-- Begin Record extracts --

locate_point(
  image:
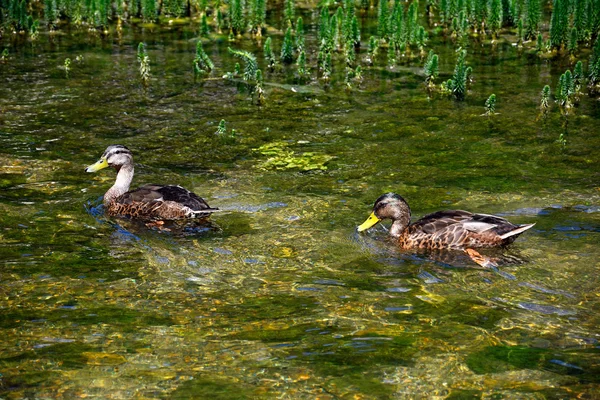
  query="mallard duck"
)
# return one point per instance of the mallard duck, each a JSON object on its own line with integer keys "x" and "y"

-- End Record extracts --

### Task requirements
Turn the lines above into a Markdown table with the columns Row and Line, numbering each row and skipping blank lines. Leave the pictures out of the answer.

### Exercise solution
| Row | Line |
|---|---|
| 1 | locate_point( |
| 2 |   image: |
| 3 |   query="mallard duck" |
| 4 | ) |
| 5 | # return one point per instance of the mallard duck, each a JSON object on its own line with integer keys "x" and "y" |